» EXCERPT PROVIDED:
◇ ◇ ◇ ◇ ◇ ◇ ◇

There's a lot going on here.

browse.db is the SQLite database file that was built by running yaml-to-sqlite.

about.db is an empty database built using sqlite3 about.db '' - more on this later.

The --alias= option tells Zeit Now to alias that URL to the resulting deployment. This is the single biggest feature that I'm missing from Google Cloud Run at the moment. It's possible to point domains at deployments there but it's not nearly as easy to script.

The --install= options tell datasette publish which plugins should be installed on the resulting instance.

--metadata=, --template-dir= and --plugins-dir= are the options that customize the instance.

--branch=master means we always deploy the latest master of Datasette directly from GitHub, ignoring the most recent release to PyPI. This isn't strictly necessary here.

Customization

The site itself is built almost entirely using Datasette custom templates. I have four of them:

index.html is the template used for the homepage, and for the page you see when you search for museums near a specific latitude and longitude.
row-browse-museums.html is the template used for the individual museum pages. It includes the JavaScript used for the map (which is powered by Leaflet and uses Wikimedia's OpenStreetMap tiles, which I discovered thanks to this Observable notebook by Tom MacWright).
_museum_card.html is an included template rendering a card for a museum, shared by the index and museum pages.
database-about.html is the template for the about page.

The about page uses a particularly devious hack.

Datasette doesn't have an easy way to create additional custom pages with URLs at the moment (without abusing the asgi_wrapper() hook, which is pretty low-level).

But... every attached database gets its own URL at /database-name.

So, to create the /about page I create an empty database called about.db using the sqlite3 about.db "" command. I serve that using Datasette, then create a custom template for that specific database using Datasette's template naming conventions.

I'll probably come up with a less grotesque way of doing this and bake it into Datasette in the future. For the moment this seems to work pretty well.

◇ ◇ ◇ ◇ ◇ ◇ ◇

Data records:
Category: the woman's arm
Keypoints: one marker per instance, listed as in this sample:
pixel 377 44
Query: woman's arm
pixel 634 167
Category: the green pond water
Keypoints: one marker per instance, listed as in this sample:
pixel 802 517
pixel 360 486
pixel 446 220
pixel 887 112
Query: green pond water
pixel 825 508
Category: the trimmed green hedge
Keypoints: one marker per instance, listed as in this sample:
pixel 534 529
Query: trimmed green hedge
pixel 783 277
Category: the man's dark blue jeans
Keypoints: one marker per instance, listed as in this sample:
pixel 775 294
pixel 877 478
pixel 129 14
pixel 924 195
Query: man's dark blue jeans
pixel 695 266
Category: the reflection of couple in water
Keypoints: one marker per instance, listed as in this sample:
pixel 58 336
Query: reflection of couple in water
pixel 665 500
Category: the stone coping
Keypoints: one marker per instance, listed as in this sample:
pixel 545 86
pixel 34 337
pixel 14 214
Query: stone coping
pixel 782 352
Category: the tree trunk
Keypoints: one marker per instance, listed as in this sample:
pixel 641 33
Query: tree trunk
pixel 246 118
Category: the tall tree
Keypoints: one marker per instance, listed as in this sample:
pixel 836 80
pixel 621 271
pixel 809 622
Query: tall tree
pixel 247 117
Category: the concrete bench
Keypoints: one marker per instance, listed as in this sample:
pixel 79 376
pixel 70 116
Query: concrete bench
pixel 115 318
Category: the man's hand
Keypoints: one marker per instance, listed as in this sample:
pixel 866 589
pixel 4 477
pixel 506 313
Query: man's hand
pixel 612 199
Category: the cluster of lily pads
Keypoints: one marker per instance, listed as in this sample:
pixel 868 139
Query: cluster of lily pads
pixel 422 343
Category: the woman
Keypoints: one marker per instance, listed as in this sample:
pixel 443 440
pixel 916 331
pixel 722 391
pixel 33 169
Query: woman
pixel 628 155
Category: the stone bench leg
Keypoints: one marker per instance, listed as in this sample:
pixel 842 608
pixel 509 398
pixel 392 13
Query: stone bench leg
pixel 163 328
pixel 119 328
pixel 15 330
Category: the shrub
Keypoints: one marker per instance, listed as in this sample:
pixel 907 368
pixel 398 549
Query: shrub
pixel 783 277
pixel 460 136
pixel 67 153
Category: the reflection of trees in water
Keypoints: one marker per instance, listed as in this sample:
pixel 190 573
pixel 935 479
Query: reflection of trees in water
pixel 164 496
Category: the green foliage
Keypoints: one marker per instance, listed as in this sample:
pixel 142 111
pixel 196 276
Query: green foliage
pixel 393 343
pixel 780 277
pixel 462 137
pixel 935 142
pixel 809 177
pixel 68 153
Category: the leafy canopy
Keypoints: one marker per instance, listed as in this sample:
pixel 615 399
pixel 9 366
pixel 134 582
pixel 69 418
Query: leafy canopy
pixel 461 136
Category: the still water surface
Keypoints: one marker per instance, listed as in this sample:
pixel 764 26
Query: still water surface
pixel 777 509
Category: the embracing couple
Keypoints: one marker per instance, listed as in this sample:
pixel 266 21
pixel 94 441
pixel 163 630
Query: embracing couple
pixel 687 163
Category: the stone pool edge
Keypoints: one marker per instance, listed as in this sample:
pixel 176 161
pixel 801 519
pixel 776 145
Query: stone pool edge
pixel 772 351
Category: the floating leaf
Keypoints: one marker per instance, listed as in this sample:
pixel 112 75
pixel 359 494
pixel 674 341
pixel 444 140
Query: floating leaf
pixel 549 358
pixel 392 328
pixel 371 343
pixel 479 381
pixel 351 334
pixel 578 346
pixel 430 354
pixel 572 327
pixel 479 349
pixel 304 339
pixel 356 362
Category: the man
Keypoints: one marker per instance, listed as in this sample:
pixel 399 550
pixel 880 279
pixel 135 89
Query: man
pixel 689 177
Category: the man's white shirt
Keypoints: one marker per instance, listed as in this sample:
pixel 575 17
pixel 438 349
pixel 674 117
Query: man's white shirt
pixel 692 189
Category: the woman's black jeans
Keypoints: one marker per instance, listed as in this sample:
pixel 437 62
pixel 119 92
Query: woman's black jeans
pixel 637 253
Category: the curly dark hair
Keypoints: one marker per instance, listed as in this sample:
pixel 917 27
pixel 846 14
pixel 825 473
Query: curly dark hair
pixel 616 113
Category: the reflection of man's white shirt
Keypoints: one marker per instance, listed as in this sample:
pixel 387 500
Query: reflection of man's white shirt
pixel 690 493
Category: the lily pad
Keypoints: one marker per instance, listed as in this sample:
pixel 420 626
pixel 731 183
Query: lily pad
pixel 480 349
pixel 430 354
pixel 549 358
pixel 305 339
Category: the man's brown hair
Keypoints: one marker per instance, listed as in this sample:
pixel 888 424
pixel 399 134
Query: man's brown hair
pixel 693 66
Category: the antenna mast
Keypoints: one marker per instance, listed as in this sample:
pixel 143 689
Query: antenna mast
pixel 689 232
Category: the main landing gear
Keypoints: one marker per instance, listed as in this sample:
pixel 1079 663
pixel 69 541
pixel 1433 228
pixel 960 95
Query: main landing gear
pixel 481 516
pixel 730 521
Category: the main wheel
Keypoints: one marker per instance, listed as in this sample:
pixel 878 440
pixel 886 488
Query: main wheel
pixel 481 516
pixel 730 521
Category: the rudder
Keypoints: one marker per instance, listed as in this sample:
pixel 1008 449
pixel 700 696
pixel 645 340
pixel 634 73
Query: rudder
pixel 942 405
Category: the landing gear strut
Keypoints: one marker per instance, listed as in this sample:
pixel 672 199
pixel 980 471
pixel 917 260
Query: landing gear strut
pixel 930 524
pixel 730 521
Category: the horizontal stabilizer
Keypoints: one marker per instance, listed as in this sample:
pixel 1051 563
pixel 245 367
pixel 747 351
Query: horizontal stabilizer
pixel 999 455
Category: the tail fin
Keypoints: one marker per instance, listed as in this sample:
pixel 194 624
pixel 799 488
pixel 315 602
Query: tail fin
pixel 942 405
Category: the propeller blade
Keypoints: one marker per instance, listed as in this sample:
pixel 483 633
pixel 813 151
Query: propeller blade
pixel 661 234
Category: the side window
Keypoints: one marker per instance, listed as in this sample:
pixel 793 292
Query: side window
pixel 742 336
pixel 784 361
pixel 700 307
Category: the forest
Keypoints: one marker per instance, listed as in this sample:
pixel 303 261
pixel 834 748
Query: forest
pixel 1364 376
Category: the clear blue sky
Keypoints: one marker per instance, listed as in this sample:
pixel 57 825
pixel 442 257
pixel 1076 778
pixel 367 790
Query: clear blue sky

◇ ◇ ◇ ◇ ◇ ◇ ◇

» REQUIREMENTS:
1. Answer these questions about the Datasette deployment text:
(a) Which tool built browse.db?
(b) Which template is used for the individual museum pages?
(c) Which hook does Datasette offer that would allow custom pages but is described as pretty low-level?
2. Edit the Datasette deployment text, starting at the words "--branch=master means we" and ending after "particularly devious hack.". Put "front page" in place of "homepage".

» ANSWERS TO THE TASKS:
1.
(a) yaml-to-sqlite
(b) row-browse-museums.html
(c) asgi_wrapper()

2.
--branch=master means we always deploy the latest master of Datasette directly from GitHub, ignoring the most recent release to PyPI. This isn't strictly necessary here.

Customization

The site itself is built almost entirely using Datasette custom templates. I have four of them:

index.html is the template used for the front page, and for the page you see when you search for museums near a specific latitude and longitude.
row-browse-museums.html is the template used for the individual museum pages. It includes the JavaScript used for the map (which is powered by Leaflet and uses Wikimedia's OpenStreetMap tiles, which I discovered thanks to this Observable notebook by Tom MacWright).
_museum_card.html is an included template rendering a card for a museum, shared by the index and museum pages.
database-about.html is the template for the about page.

The about page uses a particularly devious hack.